- Extract to read:
[start]
While the Holy Father did take some steps to streamline the process for getting a decree of nullity — getting out of a relationship that was never valid to begin with — it’s hard to argue with the need for doing some hard work on the other end, and trying to help couples avoid getting into that situation in the first place.

When I interviewed canon lawyers who adjudicated countless annulment cases, they agreed that far too many people find themselves at the altar with no understanding of what marriage is or what the Church means by it.

They have never even thought to inquire what is expected of them, and no one has challenged them to ask the person they plan to marry if they even agree on the most basic questions. Their marriage was never valid because they had no idea what marriage was. So it was almost inevitable that the relationship fell apart, once one or both parties started to realise how vast the divide between them really was, and had been all along.

Pope Francis greets a group of newlyweds during his general audience in Paul VI hall at the Vatican Aug. 21, 2019. Photo: CNS/Remo Casilli, Reuters

At the same time, the bar for a valid marriage is actually fairly low. You can have a valid marriage if you show up in the church with only the most basic idea of what you’re getting into, and only the most basic intentions of doing the right thing, and only the most basic capability of following through.

Marriage is a natural right, and a priest cannot (and should not) refuse to preside at a wedding just because he thinks the couple is not quite ready or even because they are a glaringly bad match. The Church gives couples an awful lot of freedom to enter into a binding union with the understanding that you both still have an awful lot to learn.
[end]
- Record list:
[start]
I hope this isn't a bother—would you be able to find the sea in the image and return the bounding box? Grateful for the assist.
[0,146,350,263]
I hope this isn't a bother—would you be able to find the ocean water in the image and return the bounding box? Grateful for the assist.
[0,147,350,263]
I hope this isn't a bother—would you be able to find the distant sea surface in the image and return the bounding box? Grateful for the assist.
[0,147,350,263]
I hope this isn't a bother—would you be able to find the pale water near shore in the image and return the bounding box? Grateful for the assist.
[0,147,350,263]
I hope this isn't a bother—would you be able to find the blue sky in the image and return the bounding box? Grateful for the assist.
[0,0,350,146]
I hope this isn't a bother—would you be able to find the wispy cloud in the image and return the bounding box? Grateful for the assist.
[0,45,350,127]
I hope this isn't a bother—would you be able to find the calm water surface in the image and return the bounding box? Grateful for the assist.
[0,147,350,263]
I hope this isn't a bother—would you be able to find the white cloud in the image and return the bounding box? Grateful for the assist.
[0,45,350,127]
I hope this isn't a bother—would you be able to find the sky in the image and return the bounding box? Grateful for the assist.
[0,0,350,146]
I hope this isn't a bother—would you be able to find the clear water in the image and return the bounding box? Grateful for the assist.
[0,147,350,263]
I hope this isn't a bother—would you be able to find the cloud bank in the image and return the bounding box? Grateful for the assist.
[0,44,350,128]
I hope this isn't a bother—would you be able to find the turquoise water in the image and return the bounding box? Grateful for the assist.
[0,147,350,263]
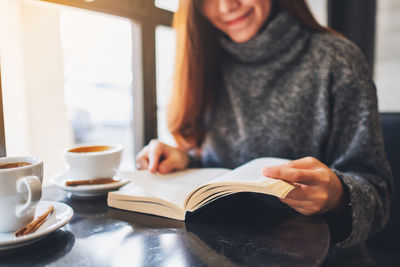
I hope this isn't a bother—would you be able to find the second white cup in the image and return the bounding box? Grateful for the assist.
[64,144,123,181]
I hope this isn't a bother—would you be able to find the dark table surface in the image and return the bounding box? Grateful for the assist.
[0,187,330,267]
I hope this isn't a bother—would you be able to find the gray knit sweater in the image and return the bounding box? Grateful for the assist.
[end]
- Exercise goal: Resume the passage above on Catholic marriage and annulments, continuing from its final sentence.

- Result of the exercise:
My own view is that no one can be truly prepared for marriage; one can only be ready. If there’s more help available to get ready, then that’s a good thing.

So while it’s true that a year-long preparation phase might be a deal-breaker for some couples, any requirement at all can come across as gatekeeping, depending on how it’s implemented and why the couple doesn’t want to wait.

Some couples are hell-bent on getting married on a boat, and that in itself is enough to make them decide they don’t need to get married in the Church. Others are more the smoldering wick types, and one can only hope that the pastor who meets them is wise enough to know not to snuff them out with requirements that would be cumbersome for them, because of where they are right now.

So there are really two issues, which I suspect is what this document is hoping to address: One is that many marriages are invalid because the couple doesn’t understand what marriage is, and doesn’t understand what is required of someone before they can enter into a valid marriage. More preparation can either help people rise to the occasion, or else alert them to the fact that they don’t want to commit to this thing after all.

Marriages jump-start evangelisation

The second issue is that validity is not enough to make a marriage successful.

Validity is just the bare minimum. It’s like getting a home inspector to say he can’t find any particular reason a house is likely to collapse, and it hasn’t been built in a flood zone by non-unionised chimpanzees. That doesn’t exactly guarantee the house will be a dream home, or even livable! It just means you have something to work with.

Well, it means more than that. Because the sacrament of marriage confers supernatural grace on those willing to receive it, validity means that the “house” of a valid marriage is something the Holy Spirit can work with — assuming the husband and wife are both willing to cooperate. And that’s really saying something!

So this is where the third phase of the ‘Catechumenal Itineraries’ comes in.

“The third phase of assisting newlyweds should last two or three years,” the report says. So it doesn’t just offer a lengthy preparation time, but it offers an even lengthier time of support.

This, too, is something I’ve heard canon lawyers put on their wish list: Some help for couples after the big day, when things start to get real. (I don’t really think two or three years is enough, but it’s a start!) Even valid marriages can founder, and even happy, well-matched couples can use guidance, support, encouragement, or a kick in the pants.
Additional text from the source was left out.